Task statement: Restate the listing below line for line and word for word, without the pictures.

Data records:
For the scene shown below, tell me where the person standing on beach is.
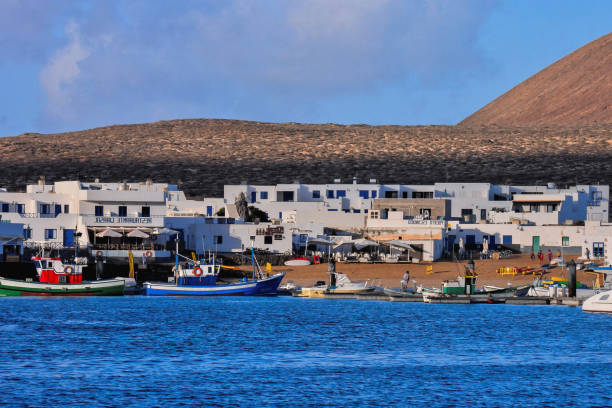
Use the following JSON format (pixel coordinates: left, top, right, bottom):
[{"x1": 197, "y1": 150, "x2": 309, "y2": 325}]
[
  {"x1": 547, "y1": 249, "x2": 552, "y2": 263},
  {"x1": 538, "y1": 250, "x2": 543, "y2": 264},
  {"x1": 401, "y1": 270, "x2": 410, "y2": 291},
  {"x1": 586, "y1": 247, "x2": 591, "y2": 260}
]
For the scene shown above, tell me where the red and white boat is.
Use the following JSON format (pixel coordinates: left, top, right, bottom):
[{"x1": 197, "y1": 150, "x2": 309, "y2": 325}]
[{"x1": 0, "y1": 255, "x2": 125, "y2": 296}]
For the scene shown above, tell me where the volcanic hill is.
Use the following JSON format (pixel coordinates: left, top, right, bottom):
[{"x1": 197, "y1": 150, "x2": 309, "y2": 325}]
[
  {"x1": 0, "y1": 120, "x2": 610, "y2": 197},
  {"x1": 461, "y1": 32, "x2": 612, "y2": 126}
]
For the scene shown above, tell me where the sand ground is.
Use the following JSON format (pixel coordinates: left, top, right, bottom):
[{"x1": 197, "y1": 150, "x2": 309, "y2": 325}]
[{"x1": 236, "y1": 254, "x2": 598, "y2": 289}]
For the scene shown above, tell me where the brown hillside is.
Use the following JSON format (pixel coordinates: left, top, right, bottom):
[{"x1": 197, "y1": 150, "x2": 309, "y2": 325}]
[
  {"x1": 461, "y1": 32, "x2": 612, "y2": 126},
  {"x1": 0, "y1": 119, "x2": 610, "y2": 197}
]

Response box:
For the scene shown below, tell me where the person standing on beach is.
Use the following JSON format (pixel coordinates: left, top, right, bottom):
[{"x1": 197, "y1": 150, "x2": 309, "y2": 325}]
[
  {"x1": 547, "y1": 249, "x2": 552, "y2": 263},
  {"x1": 538, "y1": 250, "x2": 543, "y2": 264},
  {"x1": 401, "y1": 270, "x2": 410, "y2": 291},
  {"x1": 586, "y1": 247, "x2": 591, "y2": 260}
]
For the scene shown above, tell me where the red and white boat is.
Use the following JSON format (pixel coordinates: left, top, right, bottom):
[{"x1": 197, "y1": 150, "x2": 309, "y2": 325}]
[{"x1": 0, "y1": 255, "x2": 125, "y2": 296}]
For the scene shown above, tell me where the volcanic hill is.
Use the following JSON format (pixel coordinates: left, top, right, bottom):
[{"x1": 197, "y1": 150, "x2": 309, "y2": 325}]
[
  {"x1": 0, "y1": 120, "x2": 610, "y2": 197},
  {"x1": 461, "y1": 32, "x2": 612, "y2": 126}
]
For the scene shown above, tell me where the sand ground is.
Use the following JSON format (pixel coordinates: left, top, right, bottom):
[{"x1": 197, "y1": 150, "x2": 309, "y2": 325}]
[{"x1": 236, "y1": 254, "x2": 598, "y2": 289}]
For the scene shown above, tell me where the brown hillside is.
Use the following JSON format (pixel coordinates: left, top, right, bottom):
[{"x1": 197, "y1": 150, "x2": 309, "y2": 325}]
[
  {"x1": 461, "y1": 32, "x2": 612, "y2": 126},
  {"x1": 0, "y1": 119, "x2": 610, "y2": 197}
]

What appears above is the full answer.